Text block:
━━━

# Meranti strong enough for glass cabinet?



## Jamie 08 (Mar 26, 2008)

I was wondering if anyone had enough experience to know if meranti would be suitable for a display cabinet I am to make. The cabinet is required to be as much glass and little wood as practically possible in order to maximise the view of the contents. Given this, and the fact that it is to be 78" tall by 40" wide and 14" deep, the timber frame will need to be very strong and stable to hold the weight of the glass (and withstand the installation!)

I think beech is too susceptible to movement (ie. shrinkage in a centrally heated house) and oak too expensive at around £100. I can get meranti for about £60. I gather it is very stable, but is it strong enough? Or maybe ash would be a better prospect?

The finished article needs to be dark in colour so, if I used a lighter timber I would just stain it. I know ash stains very well, but the meranti would suit as it comes.

Any advice / thoughts would be most welcome.


----------



## cabinetman (Jul 5, 2007)

Meranti would be a suitable specie. It's about equal in strength to Oak. Other common specie suitables would be Mahogany, White Oak, Maple, and Birch. Your location will be the determining factor of price and availability.


----------



## Jamie 08 (Mar 26, 2008)

Thanks for that, Cabinetmaker. You're right about location and availability - decent hardwoods are difficult to come by around here - I can't even get beech anymore and this used to be the most commonly available hardwood. Ash is still in plentiful supply, but I'm not sure it would be suitable for this job - I don't think you use this so much in the US? I get the impression that timber (lumber?) is a cheap commodity on your side of the water. 34 feet of 7 X 1 oak for this job would be $200. About $120 for the same quantity of meranti.


----------

━━━

Data section:
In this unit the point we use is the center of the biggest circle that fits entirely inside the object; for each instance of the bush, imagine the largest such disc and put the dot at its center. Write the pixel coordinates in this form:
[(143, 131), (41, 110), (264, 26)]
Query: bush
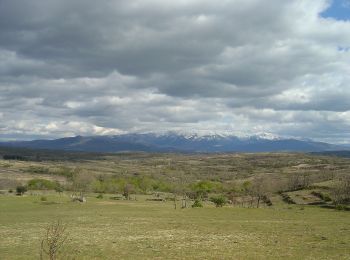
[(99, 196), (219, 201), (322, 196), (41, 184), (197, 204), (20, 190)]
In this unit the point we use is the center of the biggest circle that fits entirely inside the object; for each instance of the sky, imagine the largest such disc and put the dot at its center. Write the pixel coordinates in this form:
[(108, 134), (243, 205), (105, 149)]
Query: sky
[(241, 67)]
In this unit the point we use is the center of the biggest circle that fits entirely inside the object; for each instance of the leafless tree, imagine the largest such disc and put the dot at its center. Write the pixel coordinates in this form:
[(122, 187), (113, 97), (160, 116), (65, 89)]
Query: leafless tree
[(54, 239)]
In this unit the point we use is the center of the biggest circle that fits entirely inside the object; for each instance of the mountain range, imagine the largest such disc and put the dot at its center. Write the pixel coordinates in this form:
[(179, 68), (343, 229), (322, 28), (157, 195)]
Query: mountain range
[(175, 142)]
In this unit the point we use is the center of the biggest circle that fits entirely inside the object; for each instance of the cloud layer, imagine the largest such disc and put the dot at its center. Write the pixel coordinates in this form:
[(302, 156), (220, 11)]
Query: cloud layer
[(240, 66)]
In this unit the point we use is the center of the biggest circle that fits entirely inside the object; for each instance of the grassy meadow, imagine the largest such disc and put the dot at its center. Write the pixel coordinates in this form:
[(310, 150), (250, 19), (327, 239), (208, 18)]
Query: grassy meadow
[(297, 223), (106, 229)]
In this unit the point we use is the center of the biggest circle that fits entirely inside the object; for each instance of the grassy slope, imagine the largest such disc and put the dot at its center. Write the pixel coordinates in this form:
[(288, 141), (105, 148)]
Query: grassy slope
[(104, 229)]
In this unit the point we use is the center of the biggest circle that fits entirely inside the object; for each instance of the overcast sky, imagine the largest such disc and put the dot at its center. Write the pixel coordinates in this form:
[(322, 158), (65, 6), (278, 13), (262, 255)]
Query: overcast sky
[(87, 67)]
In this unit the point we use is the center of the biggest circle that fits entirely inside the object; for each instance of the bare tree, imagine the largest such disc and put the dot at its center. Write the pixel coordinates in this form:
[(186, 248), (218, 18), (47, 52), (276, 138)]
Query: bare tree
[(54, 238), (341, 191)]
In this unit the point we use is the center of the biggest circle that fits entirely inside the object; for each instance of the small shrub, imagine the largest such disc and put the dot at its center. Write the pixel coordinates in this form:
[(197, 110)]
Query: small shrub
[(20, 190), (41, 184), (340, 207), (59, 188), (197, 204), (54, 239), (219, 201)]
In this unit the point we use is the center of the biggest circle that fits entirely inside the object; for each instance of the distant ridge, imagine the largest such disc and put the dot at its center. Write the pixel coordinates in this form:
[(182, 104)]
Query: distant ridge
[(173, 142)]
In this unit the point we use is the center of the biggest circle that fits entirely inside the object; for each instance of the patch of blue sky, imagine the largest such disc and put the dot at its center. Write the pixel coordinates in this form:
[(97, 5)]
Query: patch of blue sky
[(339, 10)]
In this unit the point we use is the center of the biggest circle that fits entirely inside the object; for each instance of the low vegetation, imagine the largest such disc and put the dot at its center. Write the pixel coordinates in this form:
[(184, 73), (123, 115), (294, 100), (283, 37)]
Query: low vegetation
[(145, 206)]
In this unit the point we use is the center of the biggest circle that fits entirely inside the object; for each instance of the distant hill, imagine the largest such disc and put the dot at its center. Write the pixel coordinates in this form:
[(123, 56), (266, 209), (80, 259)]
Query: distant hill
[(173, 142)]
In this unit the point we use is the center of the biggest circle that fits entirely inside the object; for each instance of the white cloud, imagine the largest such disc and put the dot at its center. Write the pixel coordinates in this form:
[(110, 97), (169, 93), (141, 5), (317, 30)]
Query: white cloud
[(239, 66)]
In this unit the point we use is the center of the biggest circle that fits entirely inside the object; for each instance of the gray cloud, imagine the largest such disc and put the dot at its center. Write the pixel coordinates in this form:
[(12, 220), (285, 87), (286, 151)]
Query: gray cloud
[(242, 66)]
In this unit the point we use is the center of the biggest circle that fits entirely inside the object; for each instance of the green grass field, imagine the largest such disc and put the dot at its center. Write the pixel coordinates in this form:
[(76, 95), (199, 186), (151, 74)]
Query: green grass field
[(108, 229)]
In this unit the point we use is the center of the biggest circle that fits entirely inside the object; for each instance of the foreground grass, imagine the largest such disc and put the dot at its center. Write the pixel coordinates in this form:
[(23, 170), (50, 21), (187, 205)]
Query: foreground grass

━━━

Short exercise:
In the meranti thread, starting at "# Meranti strong" and ending at "withstand the installation!)", write the passage out again with "glass" replaced by "acrylic". The entries come from a separate source.

The response:
# Meranti strong enough for acrylic cabinet?



## Jamie 08 (Mar 26, 2008)

I was wondering if anyone had enough experience to know if meranti would be suitable for a display cabinet I am to make. The cabinet is required to be as much acrylic and little wood as practically possible in order to maximise the view of the contents. Given this, and the fact that it is to be 78" tall by 40" wide and 14" deep, the timber frame will need to be very strong and stable to hold the weight of the acrylic (and withstand the installation!)